Task statement: Reproduce all of the items below word for word, omitting the pictures.

Dataset extracts labeled with boxes:

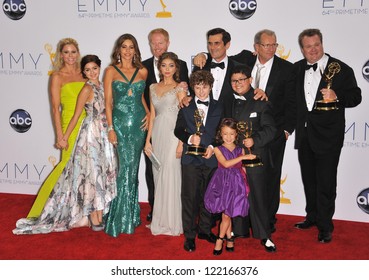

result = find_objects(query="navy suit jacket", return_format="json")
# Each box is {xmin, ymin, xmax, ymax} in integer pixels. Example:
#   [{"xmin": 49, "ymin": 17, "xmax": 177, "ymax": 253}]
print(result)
[
  {"xmin": 288, "ymin": 55, "xmax": 361, "ymax": 153},
  {"xmin": 232, "ymin": 89, "xmax": 277, "ymax": 164},
  {"xmin": 174, "ymin": 98, "xmax": 223, "ymax": 168}
]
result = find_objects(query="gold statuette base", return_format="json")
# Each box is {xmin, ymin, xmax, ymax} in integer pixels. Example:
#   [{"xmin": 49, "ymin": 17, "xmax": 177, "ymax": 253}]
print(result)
[
  {"xmin": 156, "ymin": 12, "xmax": 172, "ymax": 18},
  {"xmin": 186, "ymin": 145, "xmax": 206, "ymax": 156},
  {"xmin": 314, "ymin": 100, "xmax": 338, "ymax": 111},
  {"xmin": 242, "ymin": 157, "xmax": 263, "ymax": 167}
]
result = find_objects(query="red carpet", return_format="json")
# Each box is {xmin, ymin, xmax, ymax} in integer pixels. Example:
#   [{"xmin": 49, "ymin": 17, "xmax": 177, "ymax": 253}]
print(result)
[{"xmin": 0, "ymin": 193, "xmax": 369, "ymax": 260}]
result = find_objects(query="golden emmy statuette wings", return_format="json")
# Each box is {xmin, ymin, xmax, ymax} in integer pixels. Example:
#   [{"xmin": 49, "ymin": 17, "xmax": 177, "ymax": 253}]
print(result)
[
  {"xmin": 237, "ymin": 121, "xmax": 263, "ymax": 167},
  {"xmin": 186, "ymin": 109, "xmax": 206, "ymax": 156},
  {"xmin": 314, "ymin": 62, "xmax": 341, "ymax": 111},
  {"xmin": 156, "ymin": 0, "xmax": 172, "ymax": 18}
]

Reply:
result = find_objects(query="navy suit jacket", return_format="json")
# Each box is {xmin, ymin, xmax, ymax} in integer pixels. Example:
#   [{"xmin": 49, "ymin": 17, "xmax": 177, "ymax": 253}]
print(result)
[
  {"xmin": 288, "ymin": 55, "xmax": 361, "ymax": 153},
  {"xmin": 232, "ymin": 89, "xmax": 277, "ymax": 164},
  {"xmin": 174, "ymin": 98, "xmax": 223, "ymax": 168}
]
result = find_objects(query="gold statuette base", return_format="json")
# Each box is {xmin, ymin, xmax, ymax} in integer pixels. Example:
#   [{"xmin": 49, "ymin": 17, "xmax": 177, "ymax": 253}]
print(result)
[
  {"xmin": 156, "ymin": 12, "xmax": 172, "ymax": 18},
  {"xmin": 186, "ymin": 145, "xmax": 206, "ymax": 156},
  {"xmin": 314, "ymin": 100, "xmax": 338, "ymax": 111},
  {"xmin": 242, "ymin": 157, "xmax": 263, "ymax": 167}
]
result = find_objects(query="red carpet", return_format="json")
# Each box is {xmin, ymin, xmax, ymax} in integer pixels. Example:
#   [{"xmin": 49, "ymin": 17, "xmax": 177, "ymax": 253}]
print(result)
[{"xmin": 0, "ymin": 193, "xmax": 369, "ymax": 260}]
result = find_objects(query="golden emmy statuette wings", return_format="json")
# Each box is {xmin, ymin, xmax, ymax} in integer pixels. Example:
#   [{"xmin": 49, "ymin": 17, "xmax": 177, "ymax": 253}]
print(result)
[
  {"xmin": 237, "ymin": 121, "xmax": 263, "ymax": 167},
  {"xmin": 186, "ymin": 109, "xmax": 206, "ymax": 156},
  {"xmin": 314, "ymin": 62, "xmax": 341, "ymax": 111},
  {"xmin": 156, "ymin": 0, "xmax": 172, "ymax": 18}
]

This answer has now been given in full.